* [Isi latihan]:
Tuliskan lanjutan teks tentang kaum Khawarij dan awal perselisihan teologi Islam, dimulai setelah kalimat terakhirnya.

* [Kutipan teks]:
::::::

Dengan menekankan kepentingan sejarah masalah kepercayaan atau keyakinan (iman). Seorang tokoh Teolog yang bernama Ibnu Thaimiyah menyatakan bahwa perselisihan atas dua makna,  kata tersebut merupakan perselisihan intern pertama yang terjadi diantara orang-orng Islam, karena masalah inilah maka masyarakat muslim terpecah kebeberapa sekte atau golongan. Adapun perbedaan dalam menafsirkan kitb suci dan sunnah sehingga satu sama lain menyebut dengan sebutan “kafir’ dan yang mula-mula kegolongan ini adalah kelompok orang-orang yang keluar yang dikenal orang sebagai hari kharijiyah atau khawarij.[2]
Orang-orang Khawarij terdahulu sebenarnya bukanlah para teroris mereka tidak mengangkat permasalahan nereka secara abstrak (in abstracto) semua konsep kunci yang diambil dan dibicarakan oleh mereka dimaksud untuk dikembangkan cepat tau lambat mejadi debuah sifat teologi skolastik, tetapi mereka sendiri tidak bicarakan masalah ini dengan tingkat yang sepenuhnya teoritik. Aebaliknya, konsep-konsep itu berkaitan erat dengan situasi politik pada masa itu. Dari persoalan tersebut memiliki dua sisi yaitu politik dan teologi.
Menurut Harun Nasution bahwa agak aneh kalau dikatakan bahwa, persoalan yang pertama-tama timbul adalah dalam bidang politik dan bukan dalam bidang teologi.[3] Namun dalam karyanya yang berjudul “Islam Rasional” menyatakan bahwa paham dan tingkah laku khawarij yang merupakan salah satu aliran dalam ilmu tauhid atau teologi Islam. Kaum Khawarij terkenal dalam sejarah teologi islam sebagai golongan yang sempit pandangannya dn tak segan-segan menggunakan kekerasan dalam mengmalkan (menyebarkan) keyakinan mereka.[4]

Golongan Khawarij yang mengeluarkan pernyataan-pernyataan berbau teologis, yang memandang bahwa Ali, Mu’awiyah, Amr bin Ash, Abu Musa Al-Ay’ari dan orang-orang yang menerima arbitrase adalah kafir karena Al-Qur’an telah mengatakan dalam surat al-Maidah ayat 44 :

ومنَ لَمْ يَحْكُم بِماَ أ نْزَلَ اللهُ فَأُولـئِك هم الكافرونَ

Artinya:  barangsiapa yang tidak memutuskan menurut apa yang diturunkan Allah, Maka mereka itu adalah orang-orang yang kafir. [5]

Pernyataan-pernyataan kafir yang mereka kemukakan itu sudah bukan lagi persoalan politik akan tetapi persoalan yang dibahas dalam teologi, masalah yang awalnya masalah politik yang akhirnya timbul kepada masalah teologi Islam.

::::::

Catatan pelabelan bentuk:
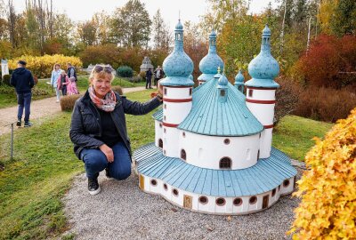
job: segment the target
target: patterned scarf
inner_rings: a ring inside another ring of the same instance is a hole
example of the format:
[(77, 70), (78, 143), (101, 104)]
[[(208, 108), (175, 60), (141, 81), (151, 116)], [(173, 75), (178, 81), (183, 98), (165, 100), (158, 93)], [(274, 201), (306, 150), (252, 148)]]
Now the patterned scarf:
[(95, 104), (96, 108), (105, 112), (112, 112), (117, 103), (117, 97), (112, 90), (106, 93), (103, 100), (98, 98), (95, 95), (95, 90), (93, 86), (90, 86), (88, 89), (89, 96), (92, 101)]

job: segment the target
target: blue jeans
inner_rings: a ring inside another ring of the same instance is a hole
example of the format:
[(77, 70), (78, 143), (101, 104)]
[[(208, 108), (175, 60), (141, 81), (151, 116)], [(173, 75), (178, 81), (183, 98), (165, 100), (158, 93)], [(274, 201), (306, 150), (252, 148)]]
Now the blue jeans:
[(80, 159), (85, 165), (86, 177), (93, 179), (105, 168), (109, 169), (111, 178), (125, 180), (131, 175), (131, 157), (125, 143), (120, 141), (112, 147), (114, 162), (109, 163), (106, 156), (100, 149), (84, 148)]
[(28, 122), (31, 106), (31, 92), (17, 93), (17, 103), (19, 104), (19, 108), (17, 111), (18, 120), (21, 120), (23, 108), (25, 108), (25, 123)]

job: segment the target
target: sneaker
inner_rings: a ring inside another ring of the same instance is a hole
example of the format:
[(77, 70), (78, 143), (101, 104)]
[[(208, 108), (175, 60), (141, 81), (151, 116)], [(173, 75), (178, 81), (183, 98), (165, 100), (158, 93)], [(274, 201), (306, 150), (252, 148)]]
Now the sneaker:
[(91, 195), (97, 195), (100, 193), (101, 188), (98, 182), (98, 177), (93, 179), (88, 178), (88, 190)]
[(109, 168), (105, 168), (105, 176), (109, 180), (114, 180), (114, 178), (110, 177), (110, 172), (109, 172)]
[(24, 127), (30, 127), (30, 126), (32, 126), (33, 124), (32, 124), (32, 123), (30, 123), (30, 122), (27, 122), (27, 123), (25, 123), (25, 124), (23, 124), (23, 126)]

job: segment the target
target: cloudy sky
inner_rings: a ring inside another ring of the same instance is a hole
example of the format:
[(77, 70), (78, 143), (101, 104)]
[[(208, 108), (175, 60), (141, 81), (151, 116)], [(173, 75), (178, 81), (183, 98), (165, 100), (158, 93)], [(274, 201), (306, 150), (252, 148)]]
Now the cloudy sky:
[[(13, 2), (17, 12), (24, 9), (25, 1), (15, 0)], [(127, 0), (53, 0), (53, 5), (59, 12), (65, 12), (71, 20), (80, 21), (90, 20), (94, 12), (101, 10), (111, 13), (115, 8), (123, 6), (126, 2)], [(142, 2), (145, 4), (150, 17), (159, 8), (164, 20), (169, 24), (172, 29), (177, 22), (179, 12), (181, 12), (182, 21), (198, 22), (199, 16), (203, 15), (208, 7), (205, 0), (142, 0)], [(252, 0), (250, 12), (261, 12), (270, 2), (273, 6), (276, 5), (275, 0)]]

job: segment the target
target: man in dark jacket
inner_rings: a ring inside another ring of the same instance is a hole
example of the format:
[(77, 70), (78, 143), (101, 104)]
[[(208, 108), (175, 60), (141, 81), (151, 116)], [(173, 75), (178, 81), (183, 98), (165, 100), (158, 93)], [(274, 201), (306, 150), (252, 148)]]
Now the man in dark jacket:
[(17, 126), (21, 125), (23, 108), (25, 108), (25, 127), (32, 126), (29, 122), (30, 105), (31, 105), (31, 88), (35, 85), (32, 74), (26, 69), (26, 61), (19, 60), (17, 68), (12, 72), (10, 84), (15, 87), (17, 102), (19, 104), (17, 114)]
[(70, 77), (76, 78), (76, 82), (77, 82), (77, 78), (76, 68), (69, 62), (67, 63), (67, 76), (68, 76), (68, 78), (70, 78)]
[(151, 71), (150, 68), (149, 68), (149, 69), (146, 71), (146, 89), (148, 89), (148, 88), (152, 88), (152, 87), (150, 86), (151, 82), (152, 82), (152, 71)]

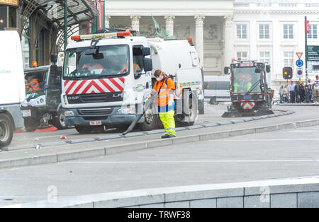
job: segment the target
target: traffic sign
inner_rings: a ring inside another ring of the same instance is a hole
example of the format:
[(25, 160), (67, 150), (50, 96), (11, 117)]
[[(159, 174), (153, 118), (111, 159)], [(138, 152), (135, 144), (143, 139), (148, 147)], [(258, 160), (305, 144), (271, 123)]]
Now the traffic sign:
[(296, 65), (298, 67), (301, 67), (302, 66), (303, 66), (303, 61), (302, 61), (301, 59), (298, 59), (298, 60), (296, 62)]
[(298, 59), (300, 59), (300, 58), (301, 58), (301, 57), (303, 55), (303, 53), (302, 52), (296, 52), (296, 54), (297, 55)]
[(303, 74), (303, 71), (301, 70), (301, 69), (299, 69), (298, 71), (297, 71), (297, 74), (298, 74), (298, 76), (302, 76), (302, 74)]
[(306, 49), (308, 62), (319, 62), (319, 45), (307, 45)]

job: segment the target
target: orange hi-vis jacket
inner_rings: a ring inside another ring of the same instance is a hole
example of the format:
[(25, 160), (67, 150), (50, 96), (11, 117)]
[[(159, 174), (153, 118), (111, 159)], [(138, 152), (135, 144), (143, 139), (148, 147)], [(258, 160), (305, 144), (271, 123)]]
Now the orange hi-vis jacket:
[[(160, 81), (157, 81), (152, 89), (152, 95), (157, 94), (157, 105), (160, 107), (166, 107), (164, 109), (166, 112), (169, 111), (171, 107), (169, 107), (168, 103), (169, 100), (169, 96), (174, 93), (175, 90), (175, 85), (172, 78), (165, 77)], [(174, 107), (173, 107), (174, 109)], [(160, 109), (163, 110), (163, 109)]]
[(138, 72), (138, 69), (139, 68), (138, 64), (133, 64), (134, 73), (136, 74)]
[[(86, 67), (87, 69), (89, 70), (89, 69), (91, 67), (91, 64), (88, 63), (88, 64), (84, 64), (82, 66), (82, 69), (84, 69), (85, 67)], [(93, 69), (103, 69), (103, 66), (99, 64), (95, 64), (94, 67), (93, 68)]]

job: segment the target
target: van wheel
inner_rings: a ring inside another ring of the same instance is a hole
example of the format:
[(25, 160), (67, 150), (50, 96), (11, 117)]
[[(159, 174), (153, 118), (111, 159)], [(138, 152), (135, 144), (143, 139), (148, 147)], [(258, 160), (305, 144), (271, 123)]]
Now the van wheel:
[(62, 110), (60, 110), (57, 112), (57, 116), (53, 117), (52, 119), (53, 126), (58, 129), (65, 129), (67, 127), (65, 125), (65, 112)]
[(218, 102), (217, 102), (217, 99), (216, 97), (212, 97), (211, 100), (209, 100), (209, 104), (211, 105), (218, 105)]
[(142, 131), (150, 131), (155, 128), (157, 123), (157, 117), (153, 113), (152, 109), (145, 110), (144, 113), (144, 122), (138, 124), (138, 128)]
[(24, 127), (26, 132), (34, 132), (40, 125), (40, 119), (34, 118), (25, 118)]
[(80, 134), (91, 134), (93, 130), (91, 126), (74, 126), (74, 128)]
[(13, 128), (10, 117), (4, 113), (0, 113), (0, 147), (7, 146), (11, 143)]

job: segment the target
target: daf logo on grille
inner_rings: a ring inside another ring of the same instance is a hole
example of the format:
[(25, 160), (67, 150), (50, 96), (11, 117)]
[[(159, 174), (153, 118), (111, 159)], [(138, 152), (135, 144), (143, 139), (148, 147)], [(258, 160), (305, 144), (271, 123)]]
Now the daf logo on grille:
[(77, 96), (68, 96), (67, 99), (70, 100), (78, 100), (79, 98), (79, 97), (78, 95)]

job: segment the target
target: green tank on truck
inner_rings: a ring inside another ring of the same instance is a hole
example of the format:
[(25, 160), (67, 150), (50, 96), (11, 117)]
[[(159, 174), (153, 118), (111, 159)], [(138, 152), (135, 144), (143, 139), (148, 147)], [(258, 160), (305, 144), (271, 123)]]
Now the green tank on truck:
[(28, 132), (35, 131), (40, 124), (52, 124), (59, 129), (67, 128), (61, 106), (62, 68), (56, 66), (55, 74), (51, 67), (43, 66), (24, 71), (26, 96), (21, 109)]
[(13, 132), (23, 127), (20, 104), (25, 100), (23, 64), (16, 31), (0, 31), (0, 148), (10, 145)]

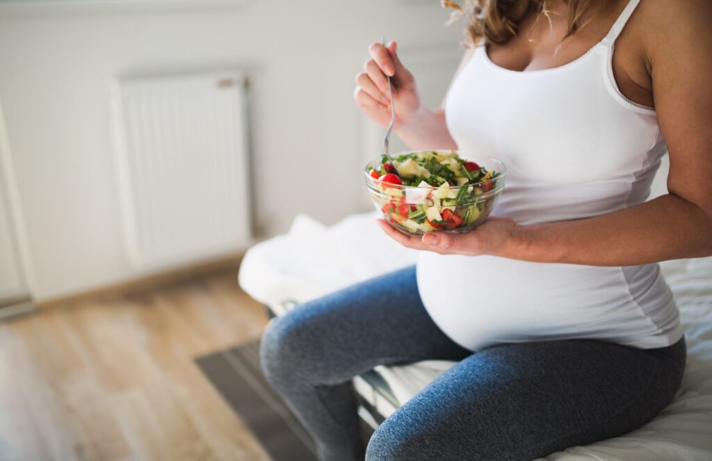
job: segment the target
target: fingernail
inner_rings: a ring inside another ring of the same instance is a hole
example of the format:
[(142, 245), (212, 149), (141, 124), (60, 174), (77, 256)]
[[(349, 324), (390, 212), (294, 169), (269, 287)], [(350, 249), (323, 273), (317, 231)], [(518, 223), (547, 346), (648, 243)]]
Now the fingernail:
[(438, 236), (434, 235), (432, 234), (426, 234), (425, 237), (423, 237), (423, 243), (426, 245), (431, 245), (434, 247), (438, 244)]

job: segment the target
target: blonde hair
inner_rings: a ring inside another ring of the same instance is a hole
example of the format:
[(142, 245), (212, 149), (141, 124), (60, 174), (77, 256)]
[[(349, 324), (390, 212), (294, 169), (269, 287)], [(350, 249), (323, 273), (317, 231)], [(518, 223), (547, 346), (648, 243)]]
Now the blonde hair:
[[(568, 31), (565, 40), (604, 15), (617, 3), (617, 0), (441, 0), (441, 4), (454, 10), (450, 23), (468, 16), (464, 42), (466, 46), (473, 46), (483, 38), (493, 43), (507, 43), (517, 35), (526, 17), (535, 13), (548, 16), (549, 6), (557, 1), (563, 1), (569, 7)], [(582, 21), (582, 16), (589, 11), (592, 14)]]

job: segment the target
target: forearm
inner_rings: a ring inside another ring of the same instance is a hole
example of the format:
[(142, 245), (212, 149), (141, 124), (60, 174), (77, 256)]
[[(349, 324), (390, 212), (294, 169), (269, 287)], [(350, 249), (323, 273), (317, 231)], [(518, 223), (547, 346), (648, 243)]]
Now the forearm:
[(538, 262), (631, 266), (712, 255), (712, 217), (668, 195), (615, 213), (518, 226), (502, 256)]
[(421, 108), (395, 127), (396, 134), (414, 150), (457, 149), (445, 125), (445, 114)]

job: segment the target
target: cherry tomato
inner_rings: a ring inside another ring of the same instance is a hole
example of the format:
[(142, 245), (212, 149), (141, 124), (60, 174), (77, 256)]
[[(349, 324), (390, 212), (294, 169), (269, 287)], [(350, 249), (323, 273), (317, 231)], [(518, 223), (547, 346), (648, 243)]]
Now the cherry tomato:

::::::

* [Jawaban di bawah]:
Dari uraian diatas, kita dapat beranjak lebih jauh membahas tentang Khwarij yang berawal dari Sejarah kekholfahan menjelang lahirnya Khawarij, perang Siffin dan Dasar hukim Khawarij.


      B.     Pembahasan
1.      Sejarah Kekholifahan Menjelang Lahirnya Aliran Khawarij
Sejak wafatnya Nabi Muhammad SAW, kaum muslimin sudah menampakkan indikasi perpecahan, tetapi perpecahan itu bisa reda dengan terpilihnya Abu Bakar sebagai Khalifah. Setelah beberapa lama Abu Bakar memimpin, tampak kembali indikasi perpecahan yang disebarkan oleh orang-orang yang murtad dan para nabi palsu, seperti: Musailamah al-Kadzdzab, Tulaihah, Sajah, al- Aswad an- Ansy. Disamping itu ada pula kelompok-kelompok Islam yang tidak mau membayar zakat. Akan tetapi semua itu dapat diatasi oleh khalifah Abu Bakar Siddiq.
Perjalanan kekhalifahan Abu Bakar, Umar bin Khattab, dan Utsman bin ‘Affan relatif stabil. Pada masa merekalah Islam berhasil meengadakan ekspansi ke Afrika, sebagian umat Islam kurang simpati kepadanya oleh karena kebijakannya yang dianggap tidak sesuai dengan kebutuhan umat pada waktu itu. Diantara kelemahan pada waktu itu adalah kurangnya control khalifah kepada bawahannya, sehingga para eksekutif bawahannya tidak bekerja secara maksimal. Disinyalir pula bahwa khalifah agaknya bersikap Nepotisme. Hal tersebut mengundang protes dari kaum muslimin. Sebenarnya bagi orang yang melihatnya secara  jernih, maka setiap khalifah Utsman itu dapat dimaklumi karena memang keluarganya banyak yang pandai. Bagaimanapun, sejarah mencatat hal tersebutlah yang merupakan bagraund yang dimanfaatkan oleh kelompok tertentu untuk menggulingkan Khalifah Utsman.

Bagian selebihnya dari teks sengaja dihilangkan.